DO THIS> Convert the records below into a numbered list, starting at the line that contains "Expected output, for every instance of the white bowl, the" and ending at the line that contains "(624, 1123)", with both of those lines included. Leave out any blank lines.

((

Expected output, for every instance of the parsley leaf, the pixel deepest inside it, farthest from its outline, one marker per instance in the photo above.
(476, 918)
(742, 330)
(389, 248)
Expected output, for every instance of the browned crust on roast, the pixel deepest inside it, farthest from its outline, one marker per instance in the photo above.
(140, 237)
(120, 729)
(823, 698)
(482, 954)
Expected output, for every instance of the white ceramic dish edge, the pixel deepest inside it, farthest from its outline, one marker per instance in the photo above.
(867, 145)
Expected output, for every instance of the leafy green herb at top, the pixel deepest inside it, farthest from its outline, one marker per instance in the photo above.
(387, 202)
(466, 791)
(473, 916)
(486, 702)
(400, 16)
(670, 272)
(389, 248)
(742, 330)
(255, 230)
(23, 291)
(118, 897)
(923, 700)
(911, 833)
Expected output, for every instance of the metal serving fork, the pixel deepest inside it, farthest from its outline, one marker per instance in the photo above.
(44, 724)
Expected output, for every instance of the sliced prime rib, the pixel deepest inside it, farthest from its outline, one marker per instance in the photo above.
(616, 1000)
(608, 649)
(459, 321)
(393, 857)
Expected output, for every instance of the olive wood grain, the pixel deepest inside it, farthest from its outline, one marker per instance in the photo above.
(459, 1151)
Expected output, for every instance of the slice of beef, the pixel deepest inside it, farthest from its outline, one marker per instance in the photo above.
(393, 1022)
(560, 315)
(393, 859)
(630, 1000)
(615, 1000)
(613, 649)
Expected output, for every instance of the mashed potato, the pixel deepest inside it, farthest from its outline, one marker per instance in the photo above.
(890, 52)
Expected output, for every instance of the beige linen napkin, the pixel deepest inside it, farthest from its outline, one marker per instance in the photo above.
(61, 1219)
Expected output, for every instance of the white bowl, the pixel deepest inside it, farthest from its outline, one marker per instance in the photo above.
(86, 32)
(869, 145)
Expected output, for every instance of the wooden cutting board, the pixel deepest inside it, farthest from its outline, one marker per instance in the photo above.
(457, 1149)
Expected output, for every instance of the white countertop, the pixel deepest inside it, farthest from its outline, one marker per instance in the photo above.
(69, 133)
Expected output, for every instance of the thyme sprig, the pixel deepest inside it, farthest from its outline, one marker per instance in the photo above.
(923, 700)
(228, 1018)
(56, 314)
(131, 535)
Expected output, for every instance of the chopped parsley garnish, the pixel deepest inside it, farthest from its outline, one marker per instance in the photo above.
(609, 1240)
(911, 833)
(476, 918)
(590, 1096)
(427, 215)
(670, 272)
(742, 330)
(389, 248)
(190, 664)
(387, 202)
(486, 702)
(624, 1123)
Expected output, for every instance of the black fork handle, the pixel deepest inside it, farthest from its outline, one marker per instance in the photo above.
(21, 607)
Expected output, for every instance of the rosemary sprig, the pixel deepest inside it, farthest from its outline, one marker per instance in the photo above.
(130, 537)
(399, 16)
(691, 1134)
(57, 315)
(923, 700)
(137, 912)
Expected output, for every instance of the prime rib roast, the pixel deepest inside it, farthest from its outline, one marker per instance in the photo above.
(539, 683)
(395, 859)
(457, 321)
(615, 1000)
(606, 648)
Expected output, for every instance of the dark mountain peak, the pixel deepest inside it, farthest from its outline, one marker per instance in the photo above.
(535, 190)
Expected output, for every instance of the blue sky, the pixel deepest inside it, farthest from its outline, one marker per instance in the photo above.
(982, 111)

))

TASK ANSWER>
1. Expected output, for every instance of the white bowl, the pixel deepest inside it, farthest from its outline, one marker per instance in the photo above.
2. (86, 32)
3. (869, 145)
4. Expected output, for every instance of the wooden cutting board, the pixel deepest inside it, farthest from its outline, one marker per instance in the photo above.
5. (457, 1149)
6. Expected output, for every instance of the white countertop, the pixel deepest inside it, farthest from its outline, one marker per instance in the photo above.
7. (69, 133)
8. Expected output, for every instance of the thyme sprig, the pixel deepest inside it, farthest from its outline, one marker per instance in the photo above.
9. (923, 700)
10. (228, 1018)
11. (56, 314)
12. (131, 535)
13. Expected output, for every instance of the chopped parsley garnish, the pixel deepest inside it, farthest from its outline, one marker per instance in the photo above.
14. (609, 1240)
15. (911, 833)
16. (476, 918)
17. (590, 1096)
18. (427, 215)
19. (670, 272)
20. (742, 330)
21. (389, 248)
22. (190, 664)
23. (387, 202)
24. (486, 702)
25. (624, 1123)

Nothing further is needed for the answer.